◆ AUFGABE 1 ◆
Formuliere den Absatz „Um das Hintergrund bild zu zeichnen“ aus dem Forenauszug zum Bildflackern knapper in einem Satz.
◆ AUFGABE 2 ◆
Setze den Forenauszug zum Bildflackern nach seinem letzten Satz fort.

◆ SEITENAUSZUG ◆
++++
Wie kann ich also auf einem Bild zeichnen ohne, dass dieses flackert (kann man ein Hintergrundbild auch außerhalb der paint methode erzeugen? Es soll auf jeden fall nur einmal gezeichnet werden? 
Wie kann ich das umsetzen??

Schon im Voraus DANKE für eure Antwort.
Marcel


----------



## doctus (17. Feb 2007)

einfacher trick : Doppelpufferung.

s. hier: http://javacooperation.gmxhome.de/BildschirmflackernDeu.html

Um das Hintergrund bild zu zeichnen, brauchst du ein Graphics-Object. daher muss das in die paint()-methode.

lg doctus


----------



## Marcel_Handball (17. Feb 2007)

Boa, vielen vielen Dank für die schnelle Antwort.
Die "Tipps" von der URL haben wunderbar funktioniert !!!


----------



## VdA (17. Feb 2007)

doctus hat gesagt.:
			
		

> einfacher trick : Doppelpufferung.
> 
> Um das Hintergrund bild zu zeichnen, brauchst du ein Graphics-Object. daher muss das in die paint()-methode.
++++
(Einträge aus einem Datensatz mit Punktannotationen)

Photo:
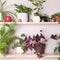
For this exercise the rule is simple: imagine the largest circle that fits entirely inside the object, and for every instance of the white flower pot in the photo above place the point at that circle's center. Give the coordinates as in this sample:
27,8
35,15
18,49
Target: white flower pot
19,50
36,19
51,44
23,17
0,16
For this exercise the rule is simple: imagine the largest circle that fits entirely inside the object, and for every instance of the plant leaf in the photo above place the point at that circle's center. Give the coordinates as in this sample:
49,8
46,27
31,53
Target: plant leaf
23,35
4,2
55,49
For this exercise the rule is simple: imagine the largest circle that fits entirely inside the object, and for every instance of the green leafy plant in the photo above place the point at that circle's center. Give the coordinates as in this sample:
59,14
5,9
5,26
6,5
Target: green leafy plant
56,14
38,5
7,37
57,48
21,8
4,12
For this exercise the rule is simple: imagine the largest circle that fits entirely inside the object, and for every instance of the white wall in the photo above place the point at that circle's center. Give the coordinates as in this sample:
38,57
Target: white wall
50,7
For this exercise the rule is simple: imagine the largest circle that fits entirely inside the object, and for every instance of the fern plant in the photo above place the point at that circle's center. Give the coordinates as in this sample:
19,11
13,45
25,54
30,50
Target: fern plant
6,37
4,12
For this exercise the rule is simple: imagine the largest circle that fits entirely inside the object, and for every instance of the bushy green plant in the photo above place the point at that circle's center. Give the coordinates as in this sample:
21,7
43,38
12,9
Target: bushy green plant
21,8
38,5
56,14
7,36
4,12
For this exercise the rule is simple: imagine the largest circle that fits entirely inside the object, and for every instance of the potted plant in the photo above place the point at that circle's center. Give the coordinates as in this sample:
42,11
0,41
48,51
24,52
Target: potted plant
23,12
51,43
56,17
38,6
36,44
7,37
19,46
57,49
4,13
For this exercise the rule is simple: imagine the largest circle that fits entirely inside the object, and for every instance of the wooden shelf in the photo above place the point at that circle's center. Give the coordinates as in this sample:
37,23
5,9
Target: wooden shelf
30,23
29,55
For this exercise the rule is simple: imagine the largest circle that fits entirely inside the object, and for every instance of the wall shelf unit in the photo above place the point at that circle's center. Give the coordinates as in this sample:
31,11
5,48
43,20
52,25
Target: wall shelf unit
29,55
29,23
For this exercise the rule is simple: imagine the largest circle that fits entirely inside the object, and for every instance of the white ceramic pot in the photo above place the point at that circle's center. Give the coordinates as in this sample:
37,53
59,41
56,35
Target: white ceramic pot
36,19
22,16
51,44
19,50
0,16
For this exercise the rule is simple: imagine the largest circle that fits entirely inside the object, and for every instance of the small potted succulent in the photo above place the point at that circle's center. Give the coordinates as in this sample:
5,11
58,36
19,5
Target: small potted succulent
56,17
38,6
5,15
23,12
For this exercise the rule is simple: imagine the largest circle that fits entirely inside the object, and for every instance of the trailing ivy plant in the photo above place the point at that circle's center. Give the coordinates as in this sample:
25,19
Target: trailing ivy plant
6,37
38,5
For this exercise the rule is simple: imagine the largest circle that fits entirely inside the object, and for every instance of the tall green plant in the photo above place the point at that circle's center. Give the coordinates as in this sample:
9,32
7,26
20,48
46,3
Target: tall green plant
38,5
6,37
4,12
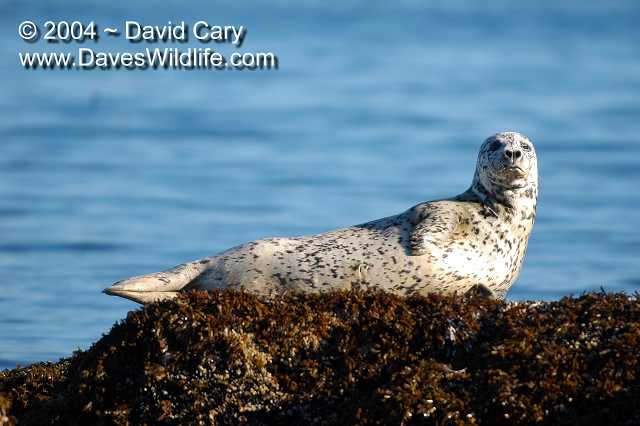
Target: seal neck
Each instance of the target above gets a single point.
(492, 197)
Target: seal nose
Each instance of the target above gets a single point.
(513, 155)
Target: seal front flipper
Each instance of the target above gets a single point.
(159, 285)
(431, 226)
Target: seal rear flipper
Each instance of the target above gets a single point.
(159, 285)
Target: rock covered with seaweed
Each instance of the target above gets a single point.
(346, 358)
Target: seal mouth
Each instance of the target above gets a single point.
(516, 170)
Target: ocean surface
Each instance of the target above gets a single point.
(374, 108)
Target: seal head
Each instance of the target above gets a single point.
(506, 171)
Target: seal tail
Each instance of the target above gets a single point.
(159, 285)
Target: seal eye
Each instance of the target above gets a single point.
(493, 146)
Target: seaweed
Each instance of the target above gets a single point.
(359, 357)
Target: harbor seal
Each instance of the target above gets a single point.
(473, 241)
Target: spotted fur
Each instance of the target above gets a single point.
(474, 240)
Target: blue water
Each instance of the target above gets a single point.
(108, 174)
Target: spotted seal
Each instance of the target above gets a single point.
(475, 240)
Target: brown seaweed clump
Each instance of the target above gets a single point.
(346, 358)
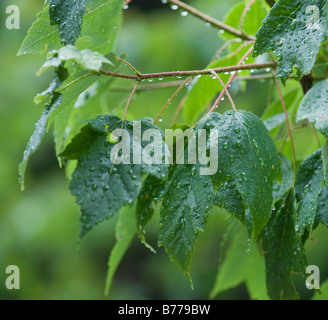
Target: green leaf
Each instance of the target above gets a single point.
(309, 182)
(314, 107)
(284, 252)
(98, 32)
(252, 20)
(249, 160)
(60, 75)
(153, 190)
(100, 185)
(125, 232)
(81, 106)
(86, 58)
(41, 37)
(68, 15)
(295, 30)
(275, 121)
(324, 292)
(322, 207)
(204, 88)
(185, 208)
(241, 265)
(37, 136)
(287, 182)
(227, 197)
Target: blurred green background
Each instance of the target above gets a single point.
(39, 227)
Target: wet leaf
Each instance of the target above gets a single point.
(101, 184)
(314, 107)
(68, 16)
(294, 30)
(284, 253)
(309, 182)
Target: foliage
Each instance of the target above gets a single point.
(278, 201)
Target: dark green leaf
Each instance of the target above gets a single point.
(249, 160)
(153, 190)
(309, 182)
(100, 186)
(314, 107)
(185, 208)
(125, 232)
(295, 30)
(241, 265)
(68, 15)
(275, 121)
(281, 189)
(229, 198)
(284, 253)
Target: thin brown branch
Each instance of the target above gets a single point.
(171, 98)
(243, 15)
(216, 103)
(211, 20)
(288, 126)
(126, 2)
(225, 89)
(192, 73)
(129, 100)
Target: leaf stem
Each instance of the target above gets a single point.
(171, 98)
(129, 100)
(289, 128)
(143, 76)
(129, 65)
(243, 16)
(211, 20)
(216, 103)
(225, 89)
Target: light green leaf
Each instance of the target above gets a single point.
(68, 15)
(37, 136)
(295, 30)
(314, 107)
(86, 58)
(252, 20)
(284, 252)
(98, 31)
(125, 232)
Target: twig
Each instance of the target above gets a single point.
(223, 47)
(126, 2)
(211, 20)
(129, 100)
(177, 112)
(143, 76)
(243, 15)
(216, 103)
(225, 89)
(288, 126)
(171, 98)
(129, 65)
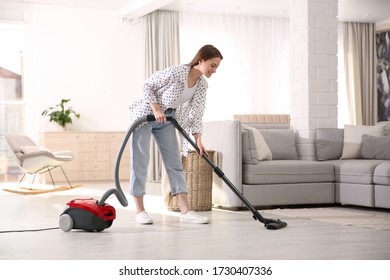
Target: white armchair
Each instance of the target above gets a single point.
(34, 159)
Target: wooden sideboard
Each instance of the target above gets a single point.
(94, 155)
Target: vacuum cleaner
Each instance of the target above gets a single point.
(94, 215)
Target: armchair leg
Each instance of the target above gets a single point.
(70, 185)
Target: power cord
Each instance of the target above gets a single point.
(29, 230)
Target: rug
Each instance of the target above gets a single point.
(39, 189)
(367, 218)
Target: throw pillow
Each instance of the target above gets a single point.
(281, 143)
(375, 147)
(353, 138)
(254, 147)
(32, 149)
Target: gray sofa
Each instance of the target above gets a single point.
(285, 179)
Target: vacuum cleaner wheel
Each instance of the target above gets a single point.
(66, 222)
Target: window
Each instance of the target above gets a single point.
(11, 94)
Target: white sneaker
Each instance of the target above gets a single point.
(193, 218)
(143, 218)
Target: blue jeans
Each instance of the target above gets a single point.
(166, 140)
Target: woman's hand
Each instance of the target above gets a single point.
(160, 116)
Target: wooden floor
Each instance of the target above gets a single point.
(230, 236)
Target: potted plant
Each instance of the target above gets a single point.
(61, 114)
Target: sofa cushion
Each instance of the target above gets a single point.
(353, 138)
(375, 147)
(287, 172)
(329, 143)
(281, 143)
(382, 174)
(254, 147)
(355, 171)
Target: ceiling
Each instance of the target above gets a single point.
(349, 10)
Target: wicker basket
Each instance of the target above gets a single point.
(198, 174)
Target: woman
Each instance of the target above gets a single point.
(178, 91)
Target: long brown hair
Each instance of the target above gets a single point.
(206, 52)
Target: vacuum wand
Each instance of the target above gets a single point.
(268, 223)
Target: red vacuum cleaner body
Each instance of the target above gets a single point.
(87, 214)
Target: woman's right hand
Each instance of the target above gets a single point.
(160, 116)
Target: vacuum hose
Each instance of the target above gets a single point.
(118, 190)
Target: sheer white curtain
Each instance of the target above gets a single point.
(357, 74)
(161, 50)
(254, 74)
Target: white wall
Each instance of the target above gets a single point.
(90, 57)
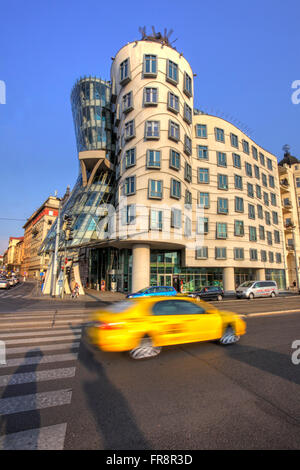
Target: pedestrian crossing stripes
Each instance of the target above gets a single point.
(35, 358)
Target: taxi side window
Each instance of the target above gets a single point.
(176, 307)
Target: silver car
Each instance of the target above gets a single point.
(251, 289)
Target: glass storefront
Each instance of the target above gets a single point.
(277, 275)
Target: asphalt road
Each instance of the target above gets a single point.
(197, 396)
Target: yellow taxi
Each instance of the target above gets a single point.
(142, 326)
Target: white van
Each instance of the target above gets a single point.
(251, 289)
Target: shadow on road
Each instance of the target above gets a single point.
(110, 410)
(273, 362)
(9, 422)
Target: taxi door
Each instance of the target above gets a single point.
(168, 325)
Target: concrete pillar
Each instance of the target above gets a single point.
(228, 280)
(260, 274)
(140, 266)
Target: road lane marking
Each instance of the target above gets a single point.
(37, 376)
(44, 438)
(25, 361)
(36, 401)
(45, 347)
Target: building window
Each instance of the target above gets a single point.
(273, 199)
(219, 134)
(269, 238)
(236, 160)
(201, 253)
(252, 234)
(155, 188)
(258, 191)
(130, 158)
(152, 130)
(187, 145)
(239, 228)
(129, 186)
(188, 197)
(124, 72)
(276, 236)
(269, 164)
(203, 175)
(175, 218)
(153, 159)
(202, 152)
(155, 222)
(187, 113)
(263, 255)
(221, 230)
(238, 253)
(254, 153)
(128, 214)
(271, 181)
(259, 211)
(222, 181)
(173, 102)
(172, 72)
(188, 172)
(201, 131)
(127, 102)
(266, 199)
(202, 225)
(187, 87)
(187, 227)
(221, 159)
(275, 217)
(261, 231)
(239, 204)
(234, 141)
(129, 130)
(174, 131)
(248, 168)
(220, 253)
(238, 182)
(250, 191)
(150, 96)
(203, 200)
(251, 211)
(174, 160)
(150, 65)
(262, 159)
(222, 206)
(256, 172)
(175, 189)
(245, 146)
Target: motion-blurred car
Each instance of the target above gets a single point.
(142, 326)
(153, 291)
(208, 293)
(4, 284)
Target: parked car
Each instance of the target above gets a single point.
(151, 291)
(251, 289)
(4, 284)
(144, 325)
(208, 293)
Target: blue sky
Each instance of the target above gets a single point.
(245, 55)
++++
◆ LÖSUNG 1 ◆
Zum Zeichnen des Hintergrundbilds braucht man ein Graphics-Objekt, weshalb dies in der paint()-Methode geschehen muss.

◆ LÖSUNG 2 ◆
> 
> lg doctus



Warum :?: du kannst doch mit meinfenster.getGraphics() dir selbst ein Graphics objekt erzeugen


----------



## Wildcard (17. Feb 2007)

VdA hat gesagt.:
			
		

> Warum :?: du kannst doch mit meinfenster.getGraphics() dir selbst ein Graphics objekt erzeugen


Kann man, ist aber in 99,9% aller Fälle völlig verkehrt. Warum? Ich erklär das jetzt nicht zum hundertsten mal  :?


----------



## doctus (17. Feb 2007)

@VdA:

was hast du eigendlich mit deinem getGraphics()?^^

ich hab gerade schon nen thread gesehen, wo wildcard dir gesagt hat, das das nicht die optimale lösung ist.


----------



## Marco13 (18. Feb 2007)

Aber es ist sooo schön einfach, und funktioniert ja _meistens_ ... :wink:


----------



## VdA (19. Feb 2007)

aber warum ist es so schlecht?
Hab in nem malprogramm das angewendet damit wenn der User 
mit dem Stift rübermalt sofort zu sehen ist was er gezeichnet hat
und nicht erst nach dem nächsten repaint in x sekunden.


----------



## VdA (19. Feb 2007)

hat sich erledigt hab den Thread gefunden.


----------



## Roar (19. Feb 2007)

muss ja nen tolles malprogramm sein, was meine kunst nach dem nächsten resizen des fensters wieder verwirft :roll:

> und nicht erst nach dem nächsten repaint in x sekunden.
repaint(); ?


----------



## VdA (19. Feb 2007)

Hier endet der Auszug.